Wilhelm said a state law that prohibits police departments from recruiting on the mainland should be abolished because she has been approached by officers who would like to move to Kauai. "We're all Americans and Americans should be free to move and work wherever they want to," she said.

A recent incident underscores a widely held belief among locals and newcomers alike that, as Wilson put it: "As long as you're hooked up with the cops, you can do anything you want because there is no oversight of the KPD."

Elaine Schaefer, a white mainland transplant and former police sergeant in Oakland, Calif., was riding her horse on a north shore trail last May when three pitbulls attacked the horse. The woman was thrown and the horse plunged over a cliff and died.

A witness saw a local man carrying a rifle who had been hunting with the dogs. As the man ran past her, he said he wasn't going to take the blame for the attack. She provided an artist a description that was turned into a sketch published in The Garden Island newspaper. The KPD received numerous telephone calls, all naming the same individual. But the police didn't arrange for a lineup for the witness. Instead of reckless endangerment or criminal property damage, the police wrote it up as a leash law violation, a petty misdemeanor.

The detective assigned to the case, Lt. Glenn Morita, took three months to locate a driver's license picture of the suspect. The sole witness, who had since moved to the mainland for health reasons, was unable to identify the man's picture in a photo lineup she was sent in the mail. In September, Morita told the victim he had done all he could do. That same month, Morita was named "Officer of the Month" by the police commission.

A Kauai resident with an insider's view of the KPD whose Asian-American family has lived on Kauai for several generations said: "The minute the sketch of the suspect appeared in the newspaper, everyone on the north shore knew exactly who it was, but he hasn't been arrested and probably never will be. He's a local guy with very close ties to the Kauai Police Department. The victim is a haole from the mainland. That's how it is with the KPD. That's how it is on Kauai."

::::::::

What needs to be done: How would the account of the Kauai Police Department go on? Continue it from the end of its final paragraph.

::::::::

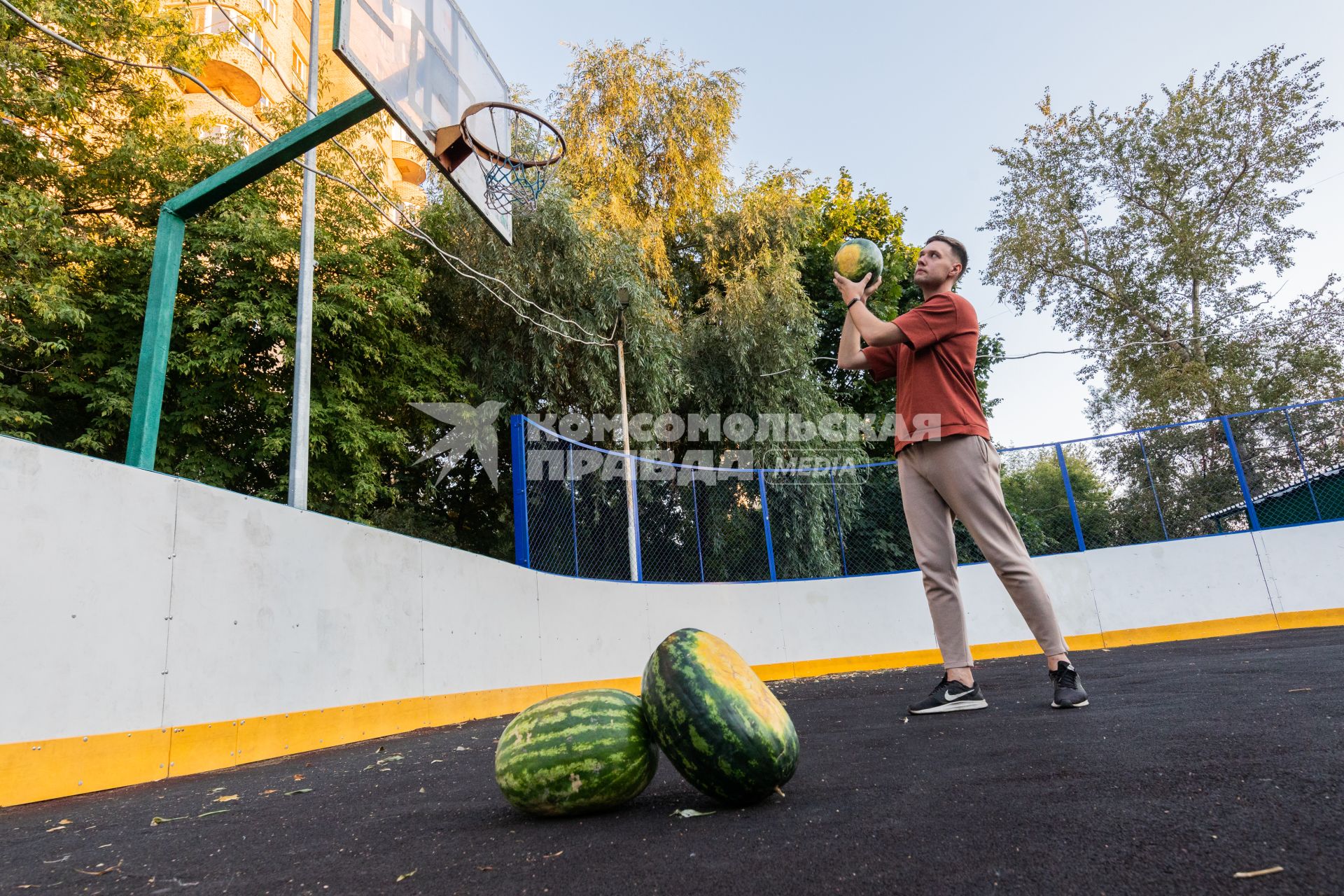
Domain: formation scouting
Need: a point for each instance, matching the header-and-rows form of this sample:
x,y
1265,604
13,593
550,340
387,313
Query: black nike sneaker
x,y
1069,688
951,696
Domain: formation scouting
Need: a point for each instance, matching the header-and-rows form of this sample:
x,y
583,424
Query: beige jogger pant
x,y
958,476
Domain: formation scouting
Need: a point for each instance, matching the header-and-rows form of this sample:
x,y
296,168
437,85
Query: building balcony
x,y
409,160
409,194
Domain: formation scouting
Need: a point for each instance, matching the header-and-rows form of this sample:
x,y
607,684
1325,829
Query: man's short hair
x,y
958,248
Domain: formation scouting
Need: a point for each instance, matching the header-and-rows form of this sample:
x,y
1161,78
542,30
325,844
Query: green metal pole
x,y
153,342
163,276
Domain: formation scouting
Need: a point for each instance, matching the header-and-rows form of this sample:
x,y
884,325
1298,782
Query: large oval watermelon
x,y
715,720
859,257
577,752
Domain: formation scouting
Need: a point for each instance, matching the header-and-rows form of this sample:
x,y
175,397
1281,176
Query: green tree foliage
x,y
1144,226
648,133
1034,491
76,136
92,150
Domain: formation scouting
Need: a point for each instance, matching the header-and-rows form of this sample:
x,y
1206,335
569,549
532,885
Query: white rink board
x,y
85,570
1171,582
280,610
1297,566
276,610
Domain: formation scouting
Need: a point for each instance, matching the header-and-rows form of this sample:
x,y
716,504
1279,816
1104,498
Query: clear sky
x,y
910,97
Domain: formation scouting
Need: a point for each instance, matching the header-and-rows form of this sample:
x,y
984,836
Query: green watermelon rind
x,y
708,732
870,260
575,754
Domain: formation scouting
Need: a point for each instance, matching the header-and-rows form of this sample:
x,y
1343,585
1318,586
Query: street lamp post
x,y
624,296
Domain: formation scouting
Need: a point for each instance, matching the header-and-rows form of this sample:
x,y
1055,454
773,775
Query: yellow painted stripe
x,y
65,766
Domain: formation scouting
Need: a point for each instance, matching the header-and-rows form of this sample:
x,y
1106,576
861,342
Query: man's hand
x,y
850,290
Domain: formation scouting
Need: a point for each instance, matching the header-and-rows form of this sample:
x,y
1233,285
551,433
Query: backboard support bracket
x,y
449,147
152,371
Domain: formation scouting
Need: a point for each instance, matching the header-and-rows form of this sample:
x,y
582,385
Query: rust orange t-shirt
x,y
936,372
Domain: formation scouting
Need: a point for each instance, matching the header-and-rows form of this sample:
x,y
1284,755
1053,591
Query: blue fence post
x,y
1152,484
638,548
518,450
1069,493
1241,476
844,567
695,503
574,514
765,514
1303,464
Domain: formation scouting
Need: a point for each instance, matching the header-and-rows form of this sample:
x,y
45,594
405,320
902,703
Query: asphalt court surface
x,y
1195,761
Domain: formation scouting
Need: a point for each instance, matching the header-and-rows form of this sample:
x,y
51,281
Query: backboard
x,y
424,61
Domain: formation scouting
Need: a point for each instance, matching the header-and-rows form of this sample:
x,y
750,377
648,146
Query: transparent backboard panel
x,y
424,61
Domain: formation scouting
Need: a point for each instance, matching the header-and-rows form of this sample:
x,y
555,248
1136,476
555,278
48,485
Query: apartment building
x,y
251,74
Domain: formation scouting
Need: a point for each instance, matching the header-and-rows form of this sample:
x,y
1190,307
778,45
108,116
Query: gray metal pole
x,y
304,327
625,440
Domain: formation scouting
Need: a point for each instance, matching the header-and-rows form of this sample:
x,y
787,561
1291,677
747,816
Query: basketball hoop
x,y
515,148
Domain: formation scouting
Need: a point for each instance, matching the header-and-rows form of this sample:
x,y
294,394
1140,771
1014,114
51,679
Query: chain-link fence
x,y
574,512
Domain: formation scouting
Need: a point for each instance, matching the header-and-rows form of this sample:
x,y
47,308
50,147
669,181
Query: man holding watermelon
x,y
952,469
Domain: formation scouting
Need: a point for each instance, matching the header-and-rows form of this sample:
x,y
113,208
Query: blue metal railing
x,y
1241,472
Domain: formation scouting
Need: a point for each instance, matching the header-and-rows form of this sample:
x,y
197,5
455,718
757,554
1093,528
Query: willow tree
x,y
648,134
1140,232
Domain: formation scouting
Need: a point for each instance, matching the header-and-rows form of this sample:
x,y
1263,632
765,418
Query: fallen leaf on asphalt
x,y
100,874
1259,874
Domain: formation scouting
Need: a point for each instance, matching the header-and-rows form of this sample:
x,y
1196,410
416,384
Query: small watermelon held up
x,y
575,754
715,720
859,257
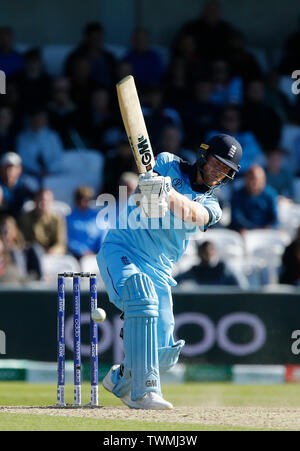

::::::::

Answer space:
Responsibility for oversight of the KPD rests with the Kauai Police Commission, a group of seven citizens appointed by the mayor that meets monthly. The commission hires the police chief but the chief can be fired only for wrongdoing, which is not defined in the county charter. The largely ceremonial commission surprised many on Kauai when it voted on Aug. 10 to investigate Freitas.

The suspension letter that Freitas was given by Mayor Kusaka said he was being investigated for allegedly "hindering prosecution" of Officer Nelson Gabriel, who was indicted in 1999 on charges that he had sexually molested his stepdaughter. The letter also said he was accused of "improperly handling" another complaint against Nelson for allegedly sexually harassing a police dispatcher.

Gabriel went on trial in September in the molestation case but there was no indication that the prosecution had been hindered. His attorney presented a long history of Gabriels' stepdaughter making serious accusations against people involving events that never took place. The trial was before a judge rather than a jury and no verdict has been announced.

An interesting moment in the trial came when KPD detectives entered the courtroom and seated themselves behind Gabriel. It was an open but unspoken statement of support for both Gabriel and Freitas.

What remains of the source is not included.